### Task brief
Return every line of the data below as a JSON array of strings, one string per line, skipping any blank lines.

[Rows from a dataset]
------------------------------------------------------------------------

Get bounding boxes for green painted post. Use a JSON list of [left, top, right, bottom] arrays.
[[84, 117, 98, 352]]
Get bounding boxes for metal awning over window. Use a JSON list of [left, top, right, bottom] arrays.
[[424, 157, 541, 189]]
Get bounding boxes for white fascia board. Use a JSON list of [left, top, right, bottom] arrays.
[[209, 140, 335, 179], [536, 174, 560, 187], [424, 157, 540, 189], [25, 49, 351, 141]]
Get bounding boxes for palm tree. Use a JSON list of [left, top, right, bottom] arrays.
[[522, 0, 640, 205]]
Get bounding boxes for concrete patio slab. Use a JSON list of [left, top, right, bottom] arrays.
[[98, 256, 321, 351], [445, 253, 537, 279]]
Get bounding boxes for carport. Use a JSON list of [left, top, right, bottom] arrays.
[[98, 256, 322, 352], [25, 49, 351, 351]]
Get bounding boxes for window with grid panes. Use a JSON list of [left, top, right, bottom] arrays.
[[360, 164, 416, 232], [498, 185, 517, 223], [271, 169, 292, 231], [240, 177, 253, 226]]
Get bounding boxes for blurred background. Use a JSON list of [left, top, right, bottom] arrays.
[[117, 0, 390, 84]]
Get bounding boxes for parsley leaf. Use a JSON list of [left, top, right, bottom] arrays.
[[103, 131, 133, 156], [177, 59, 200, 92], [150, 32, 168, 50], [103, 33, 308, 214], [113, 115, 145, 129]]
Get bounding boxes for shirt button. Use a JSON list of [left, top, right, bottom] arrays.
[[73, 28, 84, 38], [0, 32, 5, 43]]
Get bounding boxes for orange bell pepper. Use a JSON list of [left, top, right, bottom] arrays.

------------------------------------------------------------------------

### Correct result
[
  "Get bounding boxes for green painted post. Use a JSON list of [left, top, right, bottom] arrays.",
  "[[84, 117, 98, 352]]",
  "Get bounding boxes for metal awning over window. Use a JSON list of [left, top, right, bottom] arrays.",
  "[[424, 157, 541, 189]]",
  "Get bounding boxes for white fascia board. Use a JSON list of [left, top, right, bottom] arrays.",
  "[[209, 140, 335, 179], [536, 174, 560, 187], [424, 157, 540, 189], [25, 49, 351, 141]]",
  "Get bounding boxes for palm tree. Use a JSON list of [left, top, right, bottom] arrays.",
  "[[522, 0, 640, 205]]",
  "Get bounding boxes for concrete patio slab. Use a JSON list of [left, top, right, bottom] arrays.",
  "[[98, 256, 321, 351], [445, 253, 537, 279]]",
  "Get bounding boxes for carport. Use a JSON list of [left, top, right, bottom] arrays.",
  "[[98, 256, 322, 352], [25, 49, 351, 351]]",
  "Get bounding boxes for window with grid panes. Use a JSON list of [left, top, right, bottom] arrays.",
  "[[360, 164, 416, 232], [498, 185, 517, 223], [271, 169, 292, 231], [240, 177, 253, 226]]",
  "Get bounding boxes for blurred background. Use a JSON list of [left, top, right, bottom] arrays.",
  "[[117, 0, 390, 84]]",
  "Get bounding boxes for parsley leaf. Use a JSON list of [left, top, right, bottom] arrays.",
  "[[103, 131, 133, 156], [177, 59, 200, 92], [150, 32, 168, 50], [103, 33, 308, 214], [113, 115, 145, 129]]",
  "Get bounding boxes for shirt button. Use a JSON list of [left, top, right, bottom] arrays.",
  "[[73, 28, 84, 38], [0, 32, 5, 43]]",
  "Get bounding boxes for orange bell pepper. Use a JSON list of [left, top, right, bottom] arrays."
]